### Task to carry out
Starting from the line containing "[182, 74], one", write out every remaining line exactly, the last one included.
-- Start of Record extracts --
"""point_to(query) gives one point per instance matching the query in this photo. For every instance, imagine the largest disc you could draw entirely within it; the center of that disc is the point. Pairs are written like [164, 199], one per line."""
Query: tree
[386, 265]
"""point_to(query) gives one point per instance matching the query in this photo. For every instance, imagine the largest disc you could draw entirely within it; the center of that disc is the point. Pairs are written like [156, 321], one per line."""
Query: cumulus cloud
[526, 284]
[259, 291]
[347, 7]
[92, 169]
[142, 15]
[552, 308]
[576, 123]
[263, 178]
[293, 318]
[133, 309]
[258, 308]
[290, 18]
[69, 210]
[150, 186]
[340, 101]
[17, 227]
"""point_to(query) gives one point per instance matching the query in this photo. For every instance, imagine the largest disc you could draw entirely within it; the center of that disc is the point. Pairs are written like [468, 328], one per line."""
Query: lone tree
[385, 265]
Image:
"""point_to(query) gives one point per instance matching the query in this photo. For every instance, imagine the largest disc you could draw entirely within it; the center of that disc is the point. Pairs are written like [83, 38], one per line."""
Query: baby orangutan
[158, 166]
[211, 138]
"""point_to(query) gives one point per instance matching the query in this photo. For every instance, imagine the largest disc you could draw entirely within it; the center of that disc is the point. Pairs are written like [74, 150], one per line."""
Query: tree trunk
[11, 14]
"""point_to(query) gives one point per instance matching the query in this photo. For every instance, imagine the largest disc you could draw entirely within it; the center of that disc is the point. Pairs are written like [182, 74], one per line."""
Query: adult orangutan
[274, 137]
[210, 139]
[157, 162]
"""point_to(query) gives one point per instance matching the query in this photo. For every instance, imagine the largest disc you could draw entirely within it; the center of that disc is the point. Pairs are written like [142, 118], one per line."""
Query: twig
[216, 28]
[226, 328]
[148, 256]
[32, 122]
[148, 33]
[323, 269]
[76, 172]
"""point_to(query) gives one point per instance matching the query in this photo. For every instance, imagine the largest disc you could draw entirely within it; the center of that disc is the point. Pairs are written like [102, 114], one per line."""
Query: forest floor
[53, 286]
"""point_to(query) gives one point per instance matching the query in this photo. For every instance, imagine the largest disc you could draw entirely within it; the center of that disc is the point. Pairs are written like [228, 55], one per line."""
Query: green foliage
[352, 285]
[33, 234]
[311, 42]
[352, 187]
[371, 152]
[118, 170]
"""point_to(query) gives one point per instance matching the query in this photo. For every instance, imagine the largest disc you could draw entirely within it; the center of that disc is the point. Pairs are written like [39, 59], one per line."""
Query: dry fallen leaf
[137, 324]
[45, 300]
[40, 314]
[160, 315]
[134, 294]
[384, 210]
-- End of Record extracts --
### Result of this exercise
"""point_to(query) gives one point per instance matching the query in this photo. For every instance, imagine the largest disc you could draw entirely within it; the center of that disc is the point. Pairs are written like [182, 74], one per line."""
Query: adult orangutan
[274, 137]
[210, 139]
[157, 162]
"""point_to(query) gives one point per instance matching the query in this photo. For every instance, imagine the largest disc you could draw entirely within it; the center of that disc is the point. Pairs are written like [142, 118], one per line."""
Query: twig
[216, 28]
[226, 328]
[148, 256]
[32, 122]
[148, 33]
[323, 269]
[76, 172]
"""point_to(query) gives one point per instance matching the query in this photo. For every instance, imagine the largest disc you could draw entirely within it; the center of that disc is the point. Pairs are written like [102, 114], one per line."""
Query: forest floor
[53, 286]
"""point_to(query) gives one point per instance matching the query in this photo. For every instance, imagine the largest disc you could draw entirely within it; the center of that disc is the point. Pairs are written like [228, 55], one per line."""
Query: green foliage
[352, 285]
[33, 234]
[311, 42]
[352, 187]
[371, 152]
[118, 170]
"""point_to(query) gives one point per instance matching the query in this photo. For every instance, imagine the largest disc you could draw entirely within it; the center of that disc is the point. Pairs are written like [39, 59], one per line."""
Query: dry fallen leaf
[137, 324]
[45, 300]
[40, 314]
[160, 315]
[134, 294]
[384, 210]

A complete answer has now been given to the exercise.